■ TEXT BLOCK
I could fix them. Would totally date. 

 

Butler 

A walking brick red flag. I’m intrigued but mama said no. 

 

Forbes

So demure. So cottage core. So nature-loving. I just want to hold them in my hands until they agree to go out for brunch every weekend. But they might spoil me with food, and it’s not compatible with my gym goals. Whenever I mention gym, they just laugh at me and hand me a chocolate-covered strawberry from the fountain. The chocolate one, not the SPIA one. 

 

They don’t get out much–so distant, both physically and emotionally. If I were to date them, the talking stage would last all four years of my Princeton career. It’s not even a slow burn, it’s a continental drift k-drama series. But I can’t quite blame their reserved, introspective side, because they did have a slutty hotel phase. That’s long ago though. 

 

I feel guilty, but I don’t think we can date. They have both high avoidance and high anxiety… and I don’t have the emotional capacity to handle this killer combo. 

 

Yeh 

They broke the rules–double majoring in Poe and Pardee fields of study. 

 

Actually, during their freshman fall they were so set on majoring in ORFE they accepted the outrageously high-paying scam internships questionable employers injected into their Princeton gmail account. Turns out, the employers wanted not only their Net ID but also their post-gym arm pics, so now, traumatized, they spend all their free time investing in the stock market. It’s not for the money, it’s for the Rolex. Nobody will notice that they’ve been wearing the same pair of shoes since day 1 as long as the wrist is iced.

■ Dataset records
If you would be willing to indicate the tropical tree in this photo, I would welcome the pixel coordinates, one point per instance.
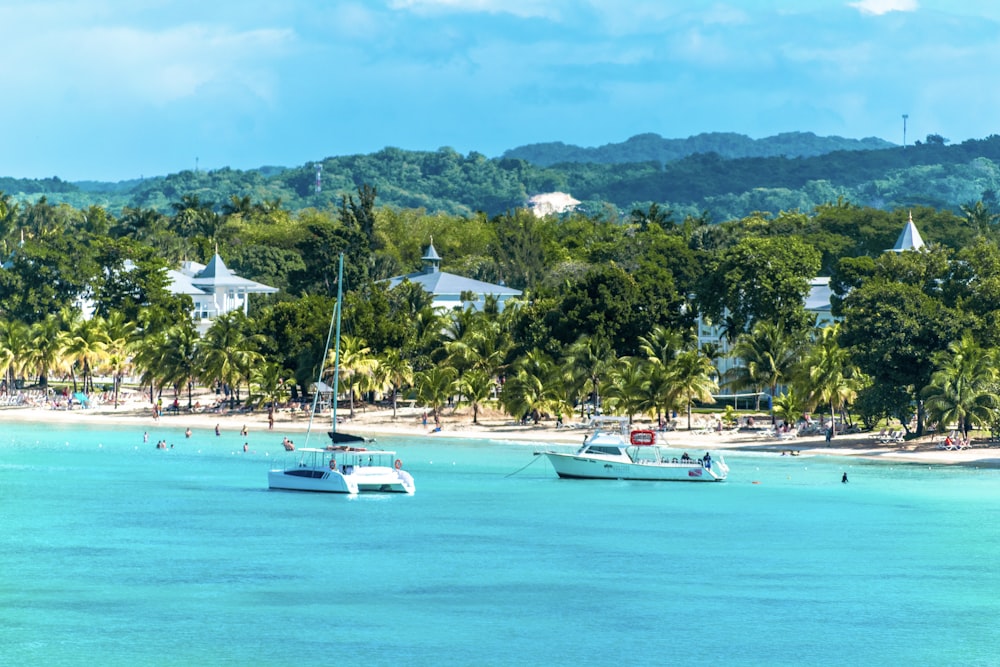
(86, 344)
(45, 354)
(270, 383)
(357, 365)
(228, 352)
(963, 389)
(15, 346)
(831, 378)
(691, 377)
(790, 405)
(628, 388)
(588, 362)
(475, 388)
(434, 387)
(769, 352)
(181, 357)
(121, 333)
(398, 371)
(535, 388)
==
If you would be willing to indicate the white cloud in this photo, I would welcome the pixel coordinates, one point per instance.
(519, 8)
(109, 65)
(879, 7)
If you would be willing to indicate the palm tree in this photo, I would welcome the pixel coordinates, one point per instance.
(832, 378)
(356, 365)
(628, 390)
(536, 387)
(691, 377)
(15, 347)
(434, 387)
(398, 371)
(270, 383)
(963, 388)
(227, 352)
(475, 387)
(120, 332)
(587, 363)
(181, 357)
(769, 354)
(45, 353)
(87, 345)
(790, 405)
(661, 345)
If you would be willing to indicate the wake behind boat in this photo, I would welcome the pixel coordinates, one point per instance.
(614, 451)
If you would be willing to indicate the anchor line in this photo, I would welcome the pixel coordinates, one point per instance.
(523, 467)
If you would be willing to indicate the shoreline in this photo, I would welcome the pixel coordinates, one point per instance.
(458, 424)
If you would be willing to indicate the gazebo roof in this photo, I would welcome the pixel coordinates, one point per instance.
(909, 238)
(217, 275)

■ GIVEN EXERCISE 1
In the Princeton dating piece, what does Forbes hand the narrator whenever the gym comes up?
■ GIVEN EXERCISE 2
Pick up the Princeton dating piece after its final sentence and keep going in the same voice.
The records have no connection to the Princeton dating piece.

■ TASK RESULT 1
A chocolate-covered strawberry from the fountain, the chocolate one rather than the SPIA one.

■ TASK RESULT 2
 

Of course they highkey got drip. Brutalist fits hit hard, paying homage to Olivia Rodrigo’s “God, it’s brutal out here!” But they’d never listen to her; they exclusively listen to Ty Dolla $ign and 50 Cent. Last time, DM-ing me on LinkedIn, they offered to cook a multi-course cross-cultural meal on our first date (if we were to go on one). But when they showed me around their kitchen, their black plates made me wonder if I wasn’t ORFE-coded enough to appreciate this ambiguously arbitrary design. They just think they’re cool; it’s part of the new money mindset. 

 

If they asked me out and I said yeah, would that be oddly intimate because I’d be essentially calling their name? Even if nothing works out, Hobson is just a hop away.